What this task involves - Lay out the lines below as a Markdown table with the columns Row and Line, numbering each row and skipping blank lines. Leave the pictures out of the table.

Supplied records -
-- BEGIN --
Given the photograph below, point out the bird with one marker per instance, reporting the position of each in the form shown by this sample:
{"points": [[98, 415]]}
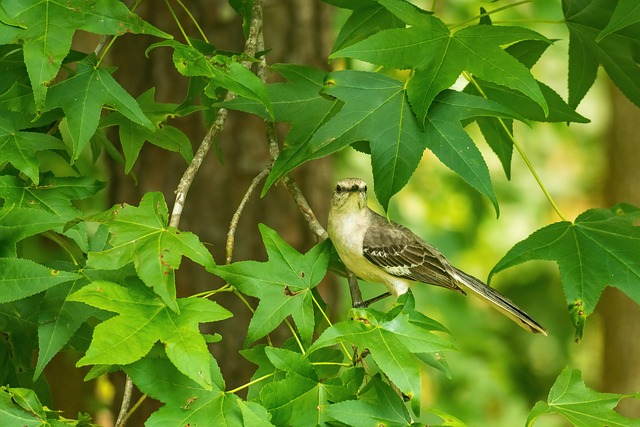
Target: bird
{"points": [[378, 250]]}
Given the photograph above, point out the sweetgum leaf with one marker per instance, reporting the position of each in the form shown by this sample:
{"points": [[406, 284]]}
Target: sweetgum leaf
{"points": [[54, 194], [141, 235], [142, 320], [82, 97], [188, 402], [394, 342], [600, 248], [627, 12], [133, 135], [283, 284], [45, 28], [20, 148], [617, 52], [439, 57], [581, 406], [22, 278]]}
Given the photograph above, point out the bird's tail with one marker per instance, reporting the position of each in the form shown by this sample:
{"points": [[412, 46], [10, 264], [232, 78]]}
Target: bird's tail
{"points": [[499, 301]]}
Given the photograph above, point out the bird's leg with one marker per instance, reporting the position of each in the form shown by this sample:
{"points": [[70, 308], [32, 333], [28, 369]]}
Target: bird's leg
{"points": [[367, 303]]}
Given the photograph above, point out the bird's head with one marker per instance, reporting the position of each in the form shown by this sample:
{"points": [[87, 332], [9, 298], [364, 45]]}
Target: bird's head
{"points": [[350, 193]]}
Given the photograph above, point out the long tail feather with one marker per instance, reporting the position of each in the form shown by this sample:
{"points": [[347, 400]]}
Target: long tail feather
{"points": [[499, 301]]}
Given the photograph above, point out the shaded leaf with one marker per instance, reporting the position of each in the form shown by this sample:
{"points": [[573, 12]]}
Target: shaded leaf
{"points": [[20, 147], [283, 284], [22, 278], [142, 320], [393, 341], [627, 12], [133, 135], [439, 57], [54, 194], [187, 402], [45, 28], [581, 406], [600, 248], [141, 234], [617, 53], [82, 97]]}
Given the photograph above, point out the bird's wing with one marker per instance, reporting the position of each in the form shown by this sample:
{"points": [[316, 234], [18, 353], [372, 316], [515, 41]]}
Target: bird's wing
{"points": [[399, 252]]}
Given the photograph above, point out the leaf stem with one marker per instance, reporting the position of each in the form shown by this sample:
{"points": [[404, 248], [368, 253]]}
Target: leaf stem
{"points": [[231, 234], [250, 383], [523, 155], [54, 237], [193, 20], [177, 21], [326, 318]]}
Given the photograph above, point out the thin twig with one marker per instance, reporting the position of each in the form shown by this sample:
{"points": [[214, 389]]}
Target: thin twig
{"points": [[293, 188], [126, 401], [354, 289], [191, 171], [231, 235]]}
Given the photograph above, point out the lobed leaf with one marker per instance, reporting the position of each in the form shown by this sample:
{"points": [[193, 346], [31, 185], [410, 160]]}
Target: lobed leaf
{"points": [[581, 406], [45, 28], [599, 249], [283, 284], [617, 52], [142, 320], [22, 278], [141, 235], [82, 97]]}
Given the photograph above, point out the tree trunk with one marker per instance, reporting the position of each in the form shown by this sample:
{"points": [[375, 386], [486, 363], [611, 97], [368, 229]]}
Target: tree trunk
{"points": [[621, 373], [296, 31]]}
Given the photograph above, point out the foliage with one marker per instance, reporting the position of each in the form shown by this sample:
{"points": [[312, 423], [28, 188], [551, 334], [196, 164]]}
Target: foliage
{"points": [[111, 292]]}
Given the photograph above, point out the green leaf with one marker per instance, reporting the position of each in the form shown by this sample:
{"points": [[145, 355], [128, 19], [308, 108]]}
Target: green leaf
{"points": [[447, 139], [20, 148], [581, 406], [133, 135], [387, 122], [298, 399], [48, 26], [54, 194], [283, 284], [19, 223], [393, 340], [141, 235], [223, 70], [363, 22], [14, 414], [18, 323], [187, 402], [22, 278], [599, 249], [58, 321], [378, 405], [617, 52], [499, 132], [144, 319], [627, 12], [439, 57], [82, 97]]}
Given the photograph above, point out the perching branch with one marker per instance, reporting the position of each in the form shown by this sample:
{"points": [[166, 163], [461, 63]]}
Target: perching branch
{"points": [[231, 235], [218, 124], [126, 402]]}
-- END --
Full output -
| Row | Line |
|---|---|
| 1 | Given the photograph below, point out the bird with one marker per instance, reporting the position of each in the form shown by this sample: |
| 2 | {"points": [[98, 415]]} |
| 3 | Target: bird |
| 4 | {"points": [[378, 250]]} |
| 5 | Given the photograph above, point out the sweetgum leaf with one marker per instance, reporting the position of each in the form shown by this sample: |
| 6 | {"points": [[406, 284]]} |
| 7 | Target: sweetgum leaf |
| 8 | {"points": [[54, 194], [141, 235], [142, 320], [82, 97], [188, 402], [394, 342], [600, 248], [627, 12], [133, 135], [283, 284], [45, 28], [20, 148], [617, 52], [439, 57], [581, 406], [22, 278]]} |
| 9 | Given the photograph above, point out the bird's tail with one marker per instance, reporting the position of each in the form shown by this sample: |
| 10 | {"points": [[412, 46], [10, 264], [232, 78]]} |
| 11 | Target: bird's tail |
| 12 | {"points": [[499, 301]]} |
| 13 | Given the photograph above, point out the bird's leg with one marker per instance, reporting the position of each in the form shown by this sample: |
| 14 | {"points": [[70, 308], [32, 333], [28, 369]]} |
| 15 | Target: bird's leg |
| 16 | {"points": [[367, 303]]} |
| 17 | Given the photograph above, point out the bird's head with one marker per instance, reporting the position of each in the form shown by this sample: |
| 18 | {"points": [[87, 332], [9, 298], [364, 45]]} |
| 19 | Target: bird's head |
| 20 | {"points": [[350, 193]]} |
| 21 | Given the photograph above, point out the long tail feather with one marker per instance, reporting the position of each in the form shown by this sample: |
| 22 | {"points": [[347, 400]]} |
| 23 | Target: long tail feather |
| 24 | {"points": [[499, 301]]} |
| 25 | Given the photograph above, point out the shaded leaf with one marker per instance, reporting the position of each in the form shown by this sample: |
| 26 | {"points": [[573, 12]]} |
| 27 | Target: shaded leaf |
| 28 | {"points": [[20, 147], [283, 284], [22, 278], [142, 320], [393, 341], [627, 12], [133, 135], [439, 57], [54, 194], [187, 402], [45, 28], [581, 406], [600, 248], [141, 234], [617, 53], [82, 97]]} |
| 29 | Given the photograph above, point out the bird's wing with one marker per instance, reporting the position of each in the form shown by this sample: |
| 30 | {"points": [[316, 234], [18, 353], [372, 316], [515, 41]]} |
| 31 | Target: bird's wing |
| 32 | {"points": [[399, 252]]} |
| 33 | Given the photograph above, point out the leaf stem with one marker per instance, reporting the position of each in the form shown by this sample: |
| 34 | {"points": [[404, 248], [368, 253]]} |
| 35 | Target: leaf stem |
| 36 | {"points": [[231, 234], [250, 383], [523, 155], [54, 237], [193, 20], [177, 21], [326, 318]]} |
| 37 | Given the photograph above, point out the thin twig with one marker per instance, reporting the position of each in the form shown by this sample: |
| 38 | {"points": [[214, 389]]} |
| 39 | Target: thin twig |
| 40 | {"points": [[293, 188], [126, 401], [354, 289], [191, 171], [231, 235]]} |
| 41 | Given the photograph above, point out the lobed leaf with one marker per instance, reporting the position of each in the form shown by this sample: |
| 42 | {"points": [[193, 346], [31, 185], [410, 160]]} |
| 43 | Target: lobed leaf |
| 44 | {"points": [[581, 406], [45, 28], [599, 249], [283, 284], [617, 52], [142, 320], [22, 278], [141, 235], [82, 97]]} |
| 45 | Given the photograph above, point out the tree trunk with one marker per instance, reporting the position of each in the form shown by this sample: |
| 46 | {"points": [[375, 386], [486, 363], [611, 97], [368, 229]]} |
| 47 | Target: tree trunk |
| 48 | {"points": [[621, 373], [296, 31]]} |
| 49 | Given the photograph above, point out the foliage with one marker per instance, reporting the position of each in the form shown by this sample: |
| 50 | {"points": [[312, 423], [28, 188], [551, 334], [196, 164]]} |
| 51 | Target: foliage |
| 52 | {"points": [[111, 292]]} |
| 53 | Given the photograph above, point out the green leaf with one marker per instance, reporting the position of each in the form shown by this sample: |
| 54 | {"points": [[145, 355], [128, 19], [308, 108]]} |
| 55 | Target: green leaf |
| 56 | {"points": [[447, 139], [20, 148], [581, 406], [133, 135], [387, 122], [298, 399], [48, 26], [54, 194], [283, 284], [19, 223], [393, 340], [141, 235], [223, 70], [363, 22], [14, 414], [18, 323], [187, 402], [22, 278], [599, 249], [58, 321], [378, 405], [617, 52], [499, 132], [144, 319], [627, 12], [439, 57], [82, 97]]} |
| 57 | Given the photograph above, point out the perching branch with one marker per instance, reporting the position of each in the form shown by this sample: |
| 58 | {"points": [[166, 163], [461, 63]]} |
| 59 | Target: perching branch |
| 60 | {"points": [[231, 235], [218, 124], [126, 402]]} |